◆ 任务说明 1 ◆
请列出所给文本中以公元纪年写出的全部年份。

◆ 所给文本 ◆
互助组时期,他思前想后一整夜,还是响应号召,参加了。他被推为小组长;初级社时期,他被拥为队长。100多村民,都服气他。他比当年给地主“打头”时还卖力气。“土改”时分到的土地马匹归了公。除了房子,他又一无所有,他没有怨言。1956年,他又和大家奔向了高级社。

1958年,祖国山河一片红,人民公社成立了。他相信公社书记的话:共产主义马上要实现,要快步奔向共产主义。修水库挖水渠,他挽起裤腿,就往冰碴子的水里跳,他盼望早日实现书记的话。后来,公社号召大炼钢铁。农民不种地,干工人的活,他眼睛瞪得溜圆还是糊涂。看着耗费成千上万人几个月时间,炼出来的一块块除了扔掉没有任何用处的蜂窝钢,他更加糊涂。那年秋天分全年的口粮:每个劳动力5斤小米面,每户两袋子苞米面,还有一些甜菜缨子、白菜帮子以及一些谷糠。乔维业心里明白,要挨饿了。那一年,全村家家户户都吃菜团子喝稀糊糊,人人都面黄肌瘦。

村民吃饱肚子还没有几年,“文革”就开始了。革命委员会下派工作组到村里,整天要求斗地主斗富农批“林”批“孔”还批“走资派”。乔维业心里清楚,粮食是种出来的,不是批斗出来的,没有粮食,还得像当年那样挨饿。他死活坚持辞掉了队长的职务,三更草五更料地给生产队喂牛马,把那牛马伺弄得膘肥体壮。只要乔维业一到牲口棚,它们就冲他叫个不停。

1983年,分田到户。乔维业再一次分得了土地。他又扛起当年的老锄头,下地了。那年,他已经73岁。

他共有5个儿子,14个孙子,9个曾孙子。这些,都是他的宝贝,除此之外,还有伴随他一生的锄头,他喜欢边搂在怀里用结满老茧的双手抚摩,边看曾孙子骑着小自行车小燕儿一样地在他眼前飞来飞去。

最后的酋长(1)

2001年春节前4天的半夜,玛利亚·索的营地。

睡梦中的我被一阵激烈的吵嚷惊醒,我翻身摸刀。这时,柳霞跌跌撞撞地进了帐篷,我似乎听到她在喊:“舅舅,有人冻伤了!”我忙问:“谁冻伤了?”在这零下40多度的苦寒之地,每年醉酒冻死冻伤的大有人在。还在喝酒的何英军不慌不忙地说:“是有人喝醉动枪了,李哥你睡吧,没事,让我去收拾他们这帮小瘪犊子!”他是玛利亚·索的老儿子,也是帐篷里长辈。我倒头就睡。我清楚,到了大山林,一切由命。帐篷里外都有半自动步枪,每个枪膛都顶着子弹;每个人的身上,都有猎刀,每把刀都锋利无比。

◆ 任务说明 2 ◆
将记录中从含有"You are given this image. The query is: decorative vase"的那一行到含有"[126,123,170,298]"的那一行(首尾两行均包括在内)重新写出，查询行和说明行照原样保留，只把答案中的每个坐标值偏移12，即各加12。

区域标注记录
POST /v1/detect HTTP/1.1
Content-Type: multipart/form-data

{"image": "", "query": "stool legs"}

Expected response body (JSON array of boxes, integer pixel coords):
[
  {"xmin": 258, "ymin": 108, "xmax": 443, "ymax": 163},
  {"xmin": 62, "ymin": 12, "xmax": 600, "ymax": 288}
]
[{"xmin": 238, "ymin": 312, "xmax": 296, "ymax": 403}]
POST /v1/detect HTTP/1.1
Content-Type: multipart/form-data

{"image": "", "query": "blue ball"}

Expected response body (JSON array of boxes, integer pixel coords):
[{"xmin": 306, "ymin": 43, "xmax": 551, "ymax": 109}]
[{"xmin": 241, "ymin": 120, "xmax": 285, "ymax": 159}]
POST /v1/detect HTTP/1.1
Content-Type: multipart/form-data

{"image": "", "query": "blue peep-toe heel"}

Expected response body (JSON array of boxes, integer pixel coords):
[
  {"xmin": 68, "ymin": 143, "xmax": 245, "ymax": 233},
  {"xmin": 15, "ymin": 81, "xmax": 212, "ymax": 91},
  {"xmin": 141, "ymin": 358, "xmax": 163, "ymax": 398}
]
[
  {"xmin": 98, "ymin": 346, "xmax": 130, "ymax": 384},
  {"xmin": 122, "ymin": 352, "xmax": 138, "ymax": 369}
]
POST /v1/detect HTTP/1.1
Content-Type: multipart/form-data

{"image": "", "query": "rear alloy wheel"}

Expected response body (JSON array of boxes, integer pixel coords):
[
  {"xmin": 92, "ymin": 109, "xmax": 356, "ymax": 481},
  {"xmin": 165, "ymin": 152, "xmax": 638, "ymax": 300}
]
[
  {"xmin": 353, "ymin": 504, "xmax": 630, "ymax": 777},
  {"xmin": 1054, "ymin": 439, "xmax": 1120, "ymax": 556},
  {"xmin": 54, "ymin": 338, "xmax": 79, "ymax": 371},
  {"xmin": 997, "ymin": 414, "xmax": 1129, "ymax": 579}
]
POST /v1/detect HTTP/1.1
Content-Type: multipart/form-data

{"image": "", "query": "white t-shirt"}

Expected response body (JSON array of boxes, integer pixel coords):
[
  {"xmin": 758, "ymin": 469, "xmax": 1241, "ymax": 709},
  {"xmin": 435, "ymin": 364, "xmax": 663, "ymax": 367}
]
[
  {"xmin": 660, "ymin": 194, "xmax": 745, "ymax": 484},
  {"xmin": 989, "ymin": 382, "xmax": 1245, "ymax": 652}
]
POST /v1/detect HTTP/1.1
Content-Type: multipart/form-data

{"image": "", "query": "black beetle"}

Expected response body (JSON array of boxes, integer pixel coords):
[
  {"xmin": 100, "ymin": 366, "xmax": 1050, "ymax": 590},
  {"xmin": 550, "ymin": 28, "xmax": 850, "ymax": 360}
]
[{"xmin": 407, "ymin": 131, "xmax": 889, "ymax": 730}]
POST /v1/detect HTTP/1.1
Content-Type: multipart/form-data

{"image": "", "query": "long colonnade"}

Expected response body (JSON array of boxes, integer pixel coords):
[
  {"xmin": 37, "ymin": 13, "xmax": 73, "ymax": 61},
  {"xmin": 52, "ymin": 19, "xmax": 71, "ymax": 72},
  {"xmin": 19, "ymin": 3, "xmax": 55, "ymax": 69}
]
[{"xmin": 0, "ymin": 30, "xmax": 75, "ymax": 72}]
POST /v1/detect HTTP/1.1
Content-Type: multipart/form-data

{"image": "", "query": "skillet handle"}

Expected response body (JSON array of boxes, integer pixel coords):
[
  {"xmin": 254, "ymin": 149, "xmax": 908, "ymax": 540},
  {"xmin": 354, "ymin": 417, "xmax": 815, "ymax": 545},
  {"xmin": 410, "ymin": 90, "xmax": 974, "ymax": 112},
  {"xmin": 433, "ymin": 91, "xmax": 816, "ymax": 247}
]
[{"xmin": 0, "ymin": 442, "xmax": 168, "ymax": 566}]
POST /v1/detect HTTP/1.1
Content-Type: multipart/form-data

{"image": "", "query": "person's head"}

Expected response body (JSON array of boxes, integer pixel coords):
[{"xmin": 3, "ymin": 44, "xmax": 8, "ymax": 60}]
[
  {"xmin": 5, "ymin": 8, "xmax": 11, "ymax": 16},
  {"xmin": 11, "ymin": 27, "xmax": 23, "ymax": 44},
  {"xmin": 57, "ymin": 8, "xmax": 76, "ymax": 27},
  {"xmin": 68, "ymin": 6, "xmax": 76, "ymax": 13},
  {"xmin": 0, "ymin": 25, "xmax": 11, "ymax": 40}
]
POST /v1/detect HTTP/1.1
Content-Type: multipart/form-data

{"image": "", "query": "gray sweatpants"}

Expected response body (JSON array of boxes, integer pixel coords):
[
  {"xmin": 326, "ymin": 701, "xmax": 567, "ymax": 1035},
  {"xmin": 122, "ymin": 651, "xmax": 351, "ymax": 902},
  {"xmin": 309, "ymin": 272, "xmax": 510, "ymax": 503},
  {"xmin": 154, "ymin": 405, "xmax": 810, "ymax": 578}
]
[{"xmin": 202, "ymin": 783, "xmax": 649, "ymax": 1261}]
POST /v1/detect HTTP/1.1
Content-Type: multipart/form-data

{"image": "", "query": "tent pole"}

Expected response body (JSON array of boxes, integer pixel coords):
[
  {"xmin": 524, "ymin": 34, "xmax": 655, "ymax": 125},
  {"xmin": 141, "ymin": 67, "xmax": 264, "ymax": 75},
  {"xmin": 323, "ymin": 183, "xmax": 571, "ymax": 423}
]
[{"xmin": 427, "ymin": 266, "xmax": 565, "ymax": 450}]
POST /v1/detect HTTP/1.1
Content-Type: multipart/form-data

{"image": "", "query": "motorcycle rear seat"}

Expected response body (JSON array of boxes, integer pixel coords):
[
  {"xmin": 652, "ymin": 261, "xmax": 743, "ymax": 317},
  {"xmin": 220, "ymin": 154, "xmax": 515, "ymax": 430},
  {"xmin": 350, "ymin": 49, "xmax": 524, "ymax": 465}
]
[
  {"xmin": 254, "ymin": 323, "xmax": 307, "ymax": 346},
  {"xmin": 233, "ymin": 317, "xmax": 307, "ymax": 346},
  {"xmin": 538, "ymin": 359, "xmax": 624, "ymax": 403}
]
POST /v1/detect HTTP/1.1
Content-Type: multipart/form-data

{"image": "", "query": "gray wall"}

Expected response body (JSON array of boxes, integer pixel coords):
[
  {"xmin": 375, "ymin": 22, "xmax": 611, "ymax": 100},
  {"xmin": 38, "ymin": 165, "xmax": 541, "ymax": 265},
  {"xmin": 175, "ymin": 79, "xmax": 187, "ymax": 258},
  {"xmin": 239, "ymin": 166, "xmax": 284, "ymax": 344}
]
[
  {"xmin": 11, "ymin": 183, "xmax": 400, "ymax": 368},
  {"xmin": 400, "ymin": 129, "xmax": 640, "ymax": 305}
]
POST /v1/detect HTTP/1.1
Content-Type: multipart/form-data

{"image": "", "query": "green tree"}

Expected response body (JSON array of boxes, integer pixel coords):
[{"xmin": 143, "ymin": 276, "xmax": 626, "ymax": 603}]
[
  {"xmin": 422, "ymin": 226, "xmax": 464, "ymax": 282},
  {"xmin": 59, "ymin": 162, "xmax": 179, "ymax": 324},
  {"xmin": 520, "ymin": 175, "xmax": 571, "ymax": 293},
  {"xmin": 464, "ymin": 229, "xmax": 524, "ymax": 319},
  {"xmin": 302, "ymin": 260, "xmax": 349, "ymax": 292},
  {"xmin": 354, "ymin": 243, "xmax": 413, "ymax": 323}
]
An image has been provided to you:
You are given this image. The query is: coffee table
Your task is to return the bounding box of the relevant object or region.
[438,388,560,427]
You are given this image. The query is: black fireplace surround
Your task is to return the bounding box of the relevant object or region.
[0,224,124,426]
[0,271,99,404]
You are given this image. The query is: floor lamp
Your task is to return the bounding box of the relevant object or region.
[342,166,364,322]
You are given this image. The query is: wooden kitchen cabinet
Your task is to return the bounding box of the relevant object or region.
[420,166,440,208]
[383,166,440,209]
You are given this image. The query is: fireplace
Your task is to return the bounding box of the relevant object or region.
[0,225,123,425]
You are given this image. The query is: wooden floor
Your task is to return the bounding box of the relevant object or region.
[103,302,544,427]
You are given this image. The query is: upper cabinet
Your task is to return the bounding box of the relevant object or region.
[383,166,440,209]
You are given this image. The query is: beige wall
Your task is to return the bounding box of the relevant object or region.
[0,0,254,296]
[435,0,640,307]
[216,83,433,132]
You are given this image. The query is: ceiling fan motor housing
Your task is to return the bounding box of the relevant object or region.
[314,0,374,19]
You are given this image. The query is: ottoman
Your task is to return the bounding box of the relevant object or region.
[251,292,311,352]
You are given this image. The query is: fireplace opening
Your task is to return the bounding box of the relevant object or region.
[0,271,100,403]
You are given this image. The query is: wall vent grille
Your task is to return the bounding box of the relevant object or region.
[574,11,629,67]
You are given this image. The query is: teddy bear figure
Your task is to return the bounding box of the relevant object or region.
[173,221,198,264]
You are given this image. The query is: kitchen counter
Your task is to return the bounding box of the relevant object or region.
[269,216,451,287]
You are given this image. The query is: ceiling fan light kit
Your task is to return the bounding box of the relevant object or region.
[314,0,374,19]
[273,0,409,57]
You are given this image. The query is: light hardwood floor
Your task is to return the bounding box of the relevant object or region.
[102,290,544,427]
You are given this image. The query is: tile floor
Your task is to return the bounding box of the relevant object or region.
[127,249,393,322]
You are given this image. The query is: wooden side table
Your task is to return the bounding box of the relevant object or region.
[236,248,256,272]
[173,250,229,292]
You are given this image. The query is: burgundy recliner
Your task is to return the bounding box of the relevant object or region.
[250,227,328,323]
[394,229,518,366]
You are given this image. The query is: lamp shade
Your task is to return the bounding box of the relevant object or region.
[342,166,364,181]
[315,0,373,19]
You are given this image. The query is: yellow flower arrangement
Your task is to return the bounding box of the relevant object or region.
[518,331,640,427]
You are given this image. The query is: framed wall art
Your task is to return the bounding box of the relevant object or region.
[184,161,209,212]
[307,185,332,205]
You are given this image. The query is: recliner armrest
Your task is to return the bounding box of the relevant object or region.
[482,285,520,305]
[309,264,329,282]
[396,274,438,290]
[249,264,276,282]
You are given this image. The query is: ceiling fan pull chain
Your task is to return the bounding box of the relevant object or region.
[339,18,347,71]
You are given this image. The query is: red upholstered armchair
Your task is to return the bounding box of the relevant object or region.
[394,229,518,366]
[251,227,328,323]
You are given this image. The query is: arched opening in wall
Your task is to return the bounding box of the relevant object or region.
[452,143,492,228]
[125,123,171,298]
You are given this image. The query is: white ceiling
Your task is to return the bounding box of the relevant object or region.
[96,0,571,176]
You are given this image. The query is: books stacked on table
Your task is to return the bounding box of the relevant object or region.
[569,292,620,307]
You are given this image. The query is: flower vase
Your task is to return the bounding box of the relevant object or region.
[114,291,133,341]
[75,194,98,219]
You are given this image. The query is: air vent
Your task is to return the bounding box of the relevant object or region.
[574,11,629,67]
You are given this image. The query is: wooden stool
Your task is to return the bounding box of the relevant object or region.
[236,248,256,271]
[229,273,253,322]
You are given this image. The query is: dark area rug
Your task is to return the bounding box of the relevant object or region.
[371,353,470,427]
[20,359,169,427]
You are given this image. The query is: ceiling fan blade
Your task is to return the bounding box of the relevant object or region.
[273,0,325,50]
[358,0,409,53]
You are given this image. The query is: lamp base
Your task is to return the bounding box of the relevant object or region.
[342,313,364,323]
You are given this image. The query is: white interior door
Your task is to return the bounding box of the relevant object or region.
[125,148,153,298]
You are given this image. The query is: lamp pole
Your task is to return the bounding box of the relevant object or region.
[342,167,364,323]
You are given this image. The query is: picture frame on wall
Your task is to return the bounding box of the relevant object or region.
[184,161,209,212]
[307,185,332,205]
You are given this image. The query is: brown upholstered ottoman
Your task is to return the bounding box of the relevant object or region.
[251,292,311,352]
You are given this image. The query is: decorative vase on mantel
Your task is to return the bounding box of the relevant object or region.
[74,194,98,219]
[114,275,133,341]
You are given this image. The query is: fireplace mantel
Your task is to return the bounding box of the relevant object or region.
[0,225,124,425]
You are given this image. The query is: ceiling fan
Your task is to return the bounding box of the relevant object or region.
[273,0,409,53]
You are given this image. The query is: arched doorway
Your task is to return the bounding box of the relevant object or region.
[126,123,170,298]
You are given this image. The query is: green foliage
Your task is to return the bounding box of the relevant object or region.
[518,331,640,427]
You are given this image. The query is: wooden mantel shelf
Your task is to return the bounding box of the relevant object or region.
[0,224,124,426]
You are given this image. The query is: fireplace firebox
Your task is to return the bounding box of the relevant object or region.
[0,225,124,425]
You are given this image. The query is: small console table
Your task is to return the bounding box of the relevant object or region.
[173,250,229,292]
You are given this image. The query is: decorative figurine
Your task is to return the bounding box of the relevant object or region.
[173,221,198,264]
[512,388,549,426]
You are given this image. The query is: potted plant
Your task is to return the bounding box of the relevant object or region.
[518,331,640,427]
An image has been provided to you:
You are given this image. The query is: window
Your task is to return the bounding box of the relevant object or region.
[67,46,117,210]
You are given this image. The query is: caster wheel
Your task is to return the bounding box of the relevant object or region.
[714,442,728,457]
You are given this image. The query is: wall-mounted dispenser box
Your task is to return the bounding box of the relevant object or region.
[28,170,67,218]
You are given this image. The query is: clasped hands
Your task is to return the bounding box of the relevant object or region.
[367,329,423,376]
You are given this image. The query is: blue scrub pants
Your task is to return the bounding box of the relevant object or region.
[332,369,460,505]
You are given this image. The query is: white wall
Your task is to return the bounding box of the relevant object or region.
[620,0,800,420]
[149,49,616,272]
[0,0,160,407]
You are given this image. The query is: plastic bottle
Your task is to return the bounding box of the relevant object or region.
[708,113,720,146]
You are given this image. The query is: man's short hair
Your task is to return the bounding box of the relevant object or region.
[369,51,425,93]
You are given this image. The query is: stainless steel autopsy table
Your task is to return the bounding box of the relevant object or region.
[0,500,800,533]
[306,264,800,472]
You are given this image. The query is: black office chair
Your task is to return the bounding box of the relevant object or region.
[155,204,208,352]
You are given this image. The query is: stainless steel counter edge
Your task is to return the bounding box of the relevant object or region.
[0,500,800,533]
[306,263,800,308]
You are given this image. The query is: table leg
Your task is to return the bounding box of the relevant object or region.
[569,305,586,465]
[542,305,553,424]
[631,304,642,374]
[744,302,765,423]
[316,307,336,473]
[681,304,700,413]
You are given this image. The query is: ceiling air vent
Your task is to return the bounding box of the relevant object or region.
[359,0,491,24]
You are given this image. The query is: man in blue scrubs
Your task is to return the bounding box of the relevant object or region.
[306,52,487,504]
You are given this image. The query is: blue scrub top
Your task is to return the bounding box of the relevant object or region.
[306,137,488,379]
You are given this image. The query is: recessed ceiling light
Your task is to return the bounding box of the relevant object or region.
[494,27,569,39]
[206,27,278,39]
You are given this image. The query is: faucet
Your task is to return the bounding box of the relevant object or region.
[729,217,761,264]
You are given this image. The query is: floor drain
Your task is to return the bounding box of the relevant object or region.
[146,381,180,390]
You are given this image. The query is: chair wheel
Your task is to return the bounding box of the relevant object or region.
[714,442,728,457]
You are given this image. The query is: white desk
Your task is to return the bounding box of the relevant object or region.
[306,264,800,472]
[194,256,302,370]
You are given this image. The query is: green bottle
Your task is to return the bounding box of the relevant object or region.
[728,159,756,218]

◆ 最终答案 1 ◆
1956年、1958年、1983年、2001年

◆ 最终答案 2 ◆
You are given this image. The query is: decorative vase on mantel
Your task is to return the bounding box of the relevant object or region.
[86,206,110,231]
[126,287,145,353]
You are given this image. The query is: fireplace mantel
Your task is to return the bounding box of the relevant object or region.
[12,237,136,437]
You are given this image. The query is: ceiling fan
Your task is to return the bounding box of the relevant object or region.
[285,12,421,65]
You are given this image. The query is: arched doorway
Your task is to return the bounding box of the relevant object or region.
[138,135,182,310]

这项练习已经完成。